Render every line of the listing below as a JSON list of strings, one string per line, leaving out blank lines and the picture.
---*---
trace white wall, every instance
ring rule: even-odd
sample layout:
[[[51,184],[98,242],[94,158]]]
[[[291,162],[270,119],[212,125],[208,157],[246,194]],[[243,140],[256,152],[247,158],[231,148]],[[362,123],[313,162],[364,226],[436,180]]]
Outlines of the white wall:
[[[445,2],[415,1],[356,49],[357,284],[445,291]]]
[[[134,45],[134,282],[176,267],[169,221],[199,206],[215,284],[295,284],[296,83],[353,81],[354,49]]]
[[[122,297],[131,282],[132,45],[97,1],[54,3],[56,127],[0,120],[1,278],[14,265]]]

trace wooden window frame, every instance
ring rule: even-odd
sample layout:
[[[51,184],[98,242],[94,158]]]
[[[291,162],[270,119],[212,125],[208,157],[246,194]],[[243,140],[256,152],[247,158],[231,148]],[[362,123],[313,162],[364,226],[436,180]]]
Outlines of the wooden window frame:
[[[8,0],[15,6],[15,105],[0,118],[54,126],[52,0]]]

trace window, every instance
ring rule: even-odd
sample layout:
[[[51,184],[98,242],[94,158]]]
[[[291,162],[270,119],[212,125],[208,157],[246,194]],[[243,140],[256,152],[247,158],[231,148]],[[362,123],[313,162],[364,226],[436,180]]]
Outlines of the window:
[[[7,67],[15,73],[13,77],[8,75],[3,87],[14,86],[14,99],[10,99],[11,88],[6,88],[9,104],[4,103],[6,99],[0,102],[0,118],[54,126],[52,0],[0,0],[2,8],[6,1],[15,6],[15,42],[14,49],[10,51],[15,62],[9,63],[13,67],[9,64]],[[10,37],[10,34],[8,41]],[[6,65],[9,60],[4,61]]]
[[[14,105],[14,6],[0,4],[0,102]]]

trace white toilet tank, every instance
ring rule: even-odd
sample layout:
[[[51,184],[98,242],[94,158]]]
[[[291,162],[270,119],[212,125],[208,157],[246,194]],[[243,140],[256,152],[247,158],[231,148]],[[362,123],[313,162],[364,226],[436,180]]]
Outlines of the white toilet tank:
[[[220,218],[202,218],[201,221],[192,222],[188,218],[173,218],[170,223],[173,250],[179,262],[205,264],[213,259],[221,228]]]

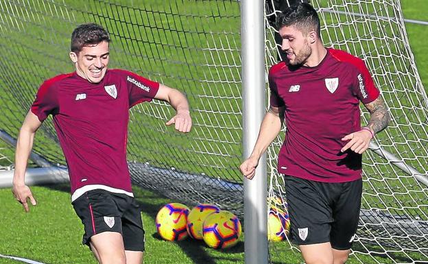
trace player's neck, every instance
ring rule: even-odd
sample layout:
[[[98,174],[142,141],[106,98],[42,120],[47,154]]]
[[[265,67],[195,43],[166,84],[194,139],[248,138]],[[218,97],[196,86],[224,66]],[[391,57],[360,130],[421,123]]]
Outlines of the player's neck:
[[[327,49],[324,47],[322,43],[318,43],[315,47],[312,49],[312,53],[309,58],[307,58],[305,66],[308,67],[315,67],[321,63],[322,60],[327,54]]]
---*---
■ **Exercise response**
[
  "trace white wall, every instance",
  "ring rule: even-odd",
  "sample layout:",
  "[[[51,184],[98,242],[94,158]]]",
  "[[[291,162],[270,119],[212,125],[208,157],[246,194]],[[243,140],[256,152],[247,158],[231,148]],[[362,123],[313,162],[364,226],[436,180]]]",
  "Outlines of the white wall:",
  "[[[445,2],[415,1],[356,49],[357,284],[445,291]]]",
  "[[[134,45],[134,282],[176,267],[169,221],[199,206],[215,284],[295,284],[296,83],[353,81],[354,49]]]",
  "[[[122,297],[131,282],[132,45],[97,1],[54,3],[56,127],[0,120],[1,278],[14,265]]]",
  "trace wooden window frame, every instance",
  "ring rule: even-odd",
  "sample layout:",
  "[[[51,184],[98,242],[94,158]]]",
  "[[[291,162],[270,119],[212,125],[208,157],[246,194]],[[243,140],[256,152],[247,158],[231,148]],[[362,123],[313,162],[364,226],[436,180]]]",
  "Outlines of the wooden window frame:",
  "[[[8,0],[15,6],[15,105],[0,118],[54,126],[52,0]]]",
  "trace window, every instance",
  "ring rule: even-odd",
  "sample layout:",
  "[[[51,184],[98,242],[94,158]]]",
  "[[[291,162],[270,119],[212,125],[208,157],[246,194]],[[243,140],[256,152],[247,158],[231,148]],[[362,123],[313,162],[364,226],[436,180]]]",
  "Outlines of the window:",
  "[[[7,67],[15,73],[13,77],[8,75],[3,87],[14,86],[14,99],[10,99],[11,88],[6,88],[9,104],[4,103],[6,99],[0,102],[0,118],[54,126],[52,0],[0,0],[2,8],[6,1],[15,6],[15,42],[14,49],[10,51],[15,62],[9,63],[13,67],[9,64]],[[10,37],[10,34],[8,41]],[[6,65],[9,60],[4,61]]]",
  "[[[14,105],[14,6],[0,4],[0,102]]]",
  "trace white toilet tank, every instance",
  "ring rule: even-odd",
  "sample layout:",
  "[[[51,184],[98,242],[94,158]]]",
  "[[[291,162],[270,119],[212,125],[208,157],[246,194]],[[243,140],[256,152],[247,158],[231,148]],[[362,123],[313,162],[364,226],[436,180]]]",
  "Outlines of the white toilet tank:",
  "[[[220,218],[202,218],[201,221],[192,222],[188,218],[173,218],[170,223],[173,250],[179,262],[205,264],[213,259],[221,228]]]",
  "trace player's neck, every instance",
  "ring rule: even-odd",
  "sample layout:",
  "[[[98,174],[142,141],[106,98],[42,120],[47,154]]]",
  "[[[265,67],[195,43],[166,84],[194,139],[248,138]],[[218,97],[196,86],[224,66]],[[391,57],[360,130],[421,123]]]",
  "Outlines of the player's neck:",
  "[[[327,49],[324,47],[322,43],[318,43],[315,47],[312,49],[312,53],[309,58],[307,58],[305,66],[308,67],[315,67],[321,63],[322,60],[327,54]]]"
]